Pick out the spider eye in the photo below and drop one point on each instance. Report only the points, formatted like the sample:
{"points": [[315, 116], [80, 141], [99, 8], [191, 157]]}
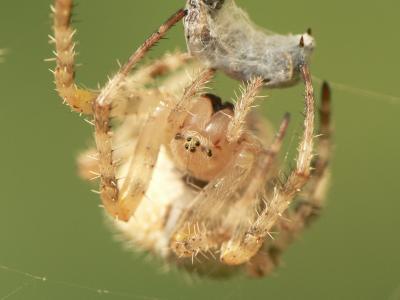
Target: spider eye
{"points": [[214, 4]]}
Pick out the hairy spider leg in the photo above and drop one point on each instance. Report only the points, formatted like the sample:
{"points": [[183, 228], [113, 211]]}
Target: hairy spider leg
{"points": [[311, 200], [123, 205], [253, 239]]}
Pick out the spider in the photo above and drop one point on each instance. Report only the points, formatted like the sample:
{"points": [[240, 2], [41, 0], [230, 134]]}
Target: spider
{"points": [[186, 176]]}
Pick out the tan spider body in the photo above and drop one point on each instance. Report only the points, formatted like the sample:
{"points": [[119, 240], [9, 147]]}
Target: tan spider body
{"points": [[185, 176]]}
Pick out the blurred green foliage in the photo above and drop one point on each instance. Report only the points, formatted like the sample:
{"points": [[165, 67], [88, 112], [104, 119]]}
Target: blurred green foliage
{"points": [[50, 223]]}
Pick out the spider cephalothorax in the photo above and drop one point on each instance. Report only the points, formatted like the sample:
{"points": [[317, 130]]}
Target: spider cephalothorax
{"points": [[185, 176]]}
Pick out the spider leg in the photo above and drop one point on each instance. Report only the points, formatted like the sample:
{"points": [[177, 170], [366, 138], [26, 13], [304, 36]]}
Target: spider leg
{"points": [[311, 200], [122, 203], [253, 239], [78, 99]]}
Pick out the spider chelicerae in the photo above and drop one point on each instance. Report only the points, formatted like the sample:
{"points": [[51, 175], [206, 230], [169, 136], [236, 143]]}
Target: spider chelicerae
{"points": [[184, 175]]}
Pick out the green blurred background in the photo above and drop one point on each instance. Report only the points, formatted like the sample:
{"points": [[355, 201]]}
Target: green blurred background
{"points": [[50, 224]]}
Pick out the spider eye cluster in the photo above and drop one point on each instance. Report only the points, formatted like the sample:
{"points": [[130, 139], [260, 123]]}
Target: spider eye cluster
{"points": [[214, 4]]}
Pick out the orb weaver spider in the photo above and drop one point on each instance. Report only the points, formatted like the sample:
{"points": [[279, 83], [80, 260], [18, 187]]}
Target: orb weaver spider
{"points": [[185, 176]]}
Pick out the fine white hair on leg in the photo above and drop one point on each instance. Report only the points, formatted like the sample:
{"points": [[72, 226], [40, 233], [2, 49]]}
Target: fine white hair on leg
{"points": [[123, 208], [78, 99], [283, 196], [311, 200]]}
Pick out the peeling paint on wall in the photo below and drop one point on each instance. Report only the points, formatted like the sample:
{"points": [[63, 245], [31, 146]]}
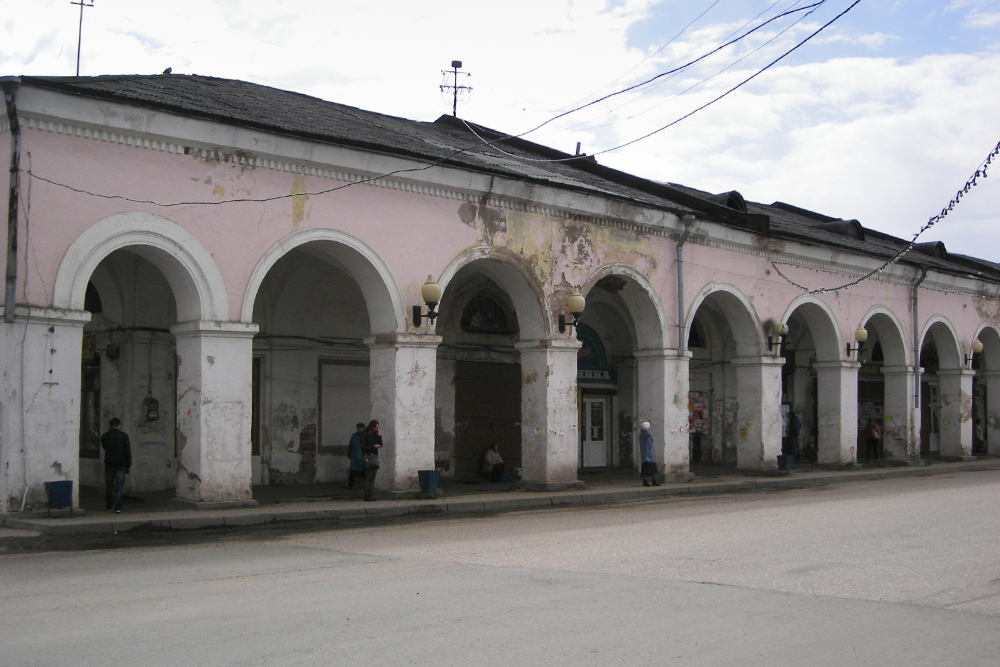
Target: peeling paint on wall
{"points": [[298, 200]]}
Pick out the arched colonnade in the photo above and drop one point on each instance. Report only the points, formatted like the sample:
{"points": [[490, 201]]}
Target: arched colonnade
{"points": [[324, 300]]}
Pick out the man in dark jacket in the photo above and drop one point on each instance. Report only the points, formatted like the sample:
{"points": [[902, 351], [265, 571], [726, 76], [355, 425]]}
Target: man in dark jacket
{"points": [[117, 462]]}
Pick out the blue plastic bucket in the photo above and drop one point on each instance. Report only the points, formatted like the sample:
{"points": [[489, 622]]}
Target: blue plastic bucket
{"points": [[428, 481], [60, 494]]}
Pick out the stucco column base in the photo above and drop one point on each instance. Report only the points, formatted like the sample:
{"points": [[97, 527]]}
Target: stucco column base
{"points": [[214, 399], [956, 413], [39, 404], [663, 402], [550, 441], [403, 375], [758, 393], [837, 385], [900, 419]]}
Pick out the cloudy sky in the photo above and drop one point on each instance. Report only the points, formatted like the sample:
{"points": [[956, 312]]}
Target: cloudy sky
{"points": [[882, 116]]}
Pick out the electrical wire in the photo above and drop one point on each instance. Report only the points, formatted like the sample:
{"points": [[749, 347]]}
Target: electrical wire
{"points": [[689, 88], [468, 150], [685, 65], [969, 184], [678, 120]]}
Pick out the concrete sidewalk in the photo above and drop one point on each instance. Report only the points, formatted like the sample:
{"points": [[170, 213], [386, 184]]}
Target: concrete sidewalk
{"points": [[281, 507]]}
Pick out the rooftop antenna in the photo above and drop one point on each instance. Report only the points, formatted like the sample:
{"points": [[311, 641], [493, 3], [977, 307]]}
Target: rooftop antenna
{"points": [[455, 66], [79, 34]]}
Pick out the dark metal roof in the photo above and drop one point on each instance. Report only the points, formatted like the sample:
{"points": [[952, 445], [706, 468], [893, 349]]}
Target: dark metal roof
{"points": [[450, 141]]}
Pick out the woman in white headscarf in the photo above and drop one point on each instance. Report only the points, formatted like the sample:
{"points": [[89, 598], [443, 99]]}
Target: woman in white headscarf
{"points": [[647, 455]]}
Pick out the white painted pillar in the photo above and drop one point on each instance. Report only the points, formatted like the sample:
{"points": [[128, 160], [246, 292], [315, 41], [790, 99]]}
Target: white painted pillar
{"points": [[550, 441], [901, 418], [992, 416], [956, 412], [663, 402], [837, 389], [758, 392], [214, 403], [403, 372], [39, 404]]}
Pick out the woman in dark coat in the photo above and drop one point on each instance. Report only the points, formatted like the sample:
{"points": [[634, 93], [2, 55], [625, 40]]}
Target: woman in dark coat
{"points": [[647, 455], [373, 443]]}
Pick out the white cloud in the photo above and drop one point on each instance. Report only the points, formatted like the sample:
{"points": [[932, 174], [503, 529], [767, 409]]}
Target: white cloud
{"points": [[883, 140]]}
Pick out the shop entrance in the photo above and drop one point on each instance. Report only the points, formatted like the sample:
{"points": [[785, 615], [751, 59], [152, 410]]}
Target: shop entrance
{"points": [[487, 411], [594, 432]]}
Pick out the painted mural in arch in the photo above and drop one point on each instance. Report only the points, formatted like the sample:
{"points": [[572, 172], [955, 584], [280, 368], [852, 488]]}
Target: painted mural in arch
{"points": [[478, 389], [128, 371]]}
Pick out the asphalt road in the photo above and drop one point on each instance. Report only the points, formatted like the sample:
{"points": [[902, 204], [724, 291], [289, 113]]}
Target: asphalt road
{"points": [[894, 572]]}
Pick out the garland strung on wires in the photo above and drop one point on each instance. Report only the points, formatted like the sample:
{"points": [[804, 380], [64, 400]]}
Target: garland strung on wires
{"points": [[969, 184]]}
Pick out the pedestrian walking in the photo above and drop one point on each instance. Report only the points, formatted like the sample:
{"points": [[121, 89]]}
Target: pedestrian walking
{"points": [[493, 463], [647, 454], [794, 430], [355, 450], [873, 435], [117, 463], [373, 443]]}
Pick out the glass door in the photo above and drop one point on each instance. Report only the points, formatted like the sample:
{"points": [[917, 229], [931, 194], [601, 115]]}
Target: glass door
{"points": [[594, 432]]}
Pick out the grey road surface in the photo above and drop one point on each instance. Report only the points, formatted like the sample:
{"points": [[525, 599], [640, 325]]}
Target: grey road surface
{"points": [[894, 572]]}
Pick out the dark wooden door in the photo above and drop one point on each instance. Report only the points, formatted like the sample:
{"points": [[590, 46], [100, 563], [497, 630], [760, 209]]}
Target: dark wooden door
{"points": [[487, 411]]}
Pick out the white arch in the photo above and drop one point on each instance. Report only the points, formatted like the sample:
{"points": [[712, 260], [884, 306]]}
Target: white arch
{"points": [[386, 312], [532, 308], [822, 323], [991, 345], [898, 339], [742, 327], [955, 357], [194, 278], [650, 308]]}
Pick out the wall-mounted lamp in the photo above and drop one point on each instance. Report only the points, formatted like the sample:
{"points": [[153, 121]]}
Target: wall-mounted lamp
{"points": [[779, 332], [977, 347], [431, 294], [576, 304], [861, 335]]}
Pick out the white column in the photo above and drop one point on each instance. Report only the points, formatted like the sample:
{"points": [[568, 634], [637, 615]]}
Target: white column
{"points": [[214, 402], [956, 412], [663, 402], [550, 441], [837, 403], [901, 418], [403, 372], [39, 404], [992, 416], [758, 392]]}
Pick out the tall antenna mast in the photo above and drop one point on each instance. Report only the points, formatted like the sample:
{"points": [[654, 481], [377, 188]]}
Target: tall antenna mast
{"points": [[79, 34], [455, 66]]}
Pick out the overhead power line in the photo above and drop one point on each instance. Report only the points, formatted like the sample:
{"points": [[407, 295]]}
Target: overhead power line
{"points": [[969, 184]]}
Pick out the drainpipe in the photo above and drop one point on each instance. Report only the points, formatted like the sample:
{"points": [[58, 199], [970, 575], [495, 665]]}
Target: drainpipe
{"points": [[916, 339], [9, 85], [688, 220]]}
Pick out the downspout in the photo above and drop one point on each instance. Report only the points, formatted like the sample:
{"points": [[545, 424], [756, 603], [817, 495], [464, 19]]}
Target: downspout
{"points": [[688, 220], [9, 85], [916, 338]]}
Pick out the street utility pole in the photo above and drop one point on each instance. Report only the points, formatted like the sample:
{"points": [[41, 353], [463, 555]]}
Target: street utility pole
{"points": [[454, 87], [79, 34]]}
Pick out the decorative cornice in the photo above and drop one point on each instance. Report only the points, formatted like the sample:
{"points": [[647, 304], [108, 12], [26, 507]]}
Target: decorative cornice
{"points": [[242, 158]]}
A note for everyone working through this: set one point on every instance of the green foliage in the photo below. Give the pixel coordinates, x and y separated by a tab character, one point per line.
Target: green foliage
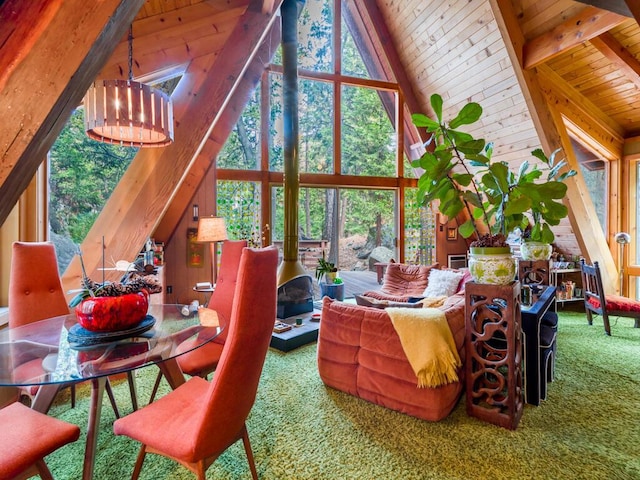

▸ **PROBLEM TO WORK ON**:
The answer must be every line from the records above that contains the word "below", copied in full.

▸ **ANSWER TO THIS EXERCISE**:
Pick out the spider eye in the photo below and drop one point on each instance. Report only the points, formatted like the sample:
Pick out the peeling paint on wall in the photo below and drop one point on each instance. Report only the points, formatted like the sample:
A note for everyone working through this: set one point on every instance of the green foliage in the photo below. Give the pixel coordinates, x and y separated by a tab character, one point per line.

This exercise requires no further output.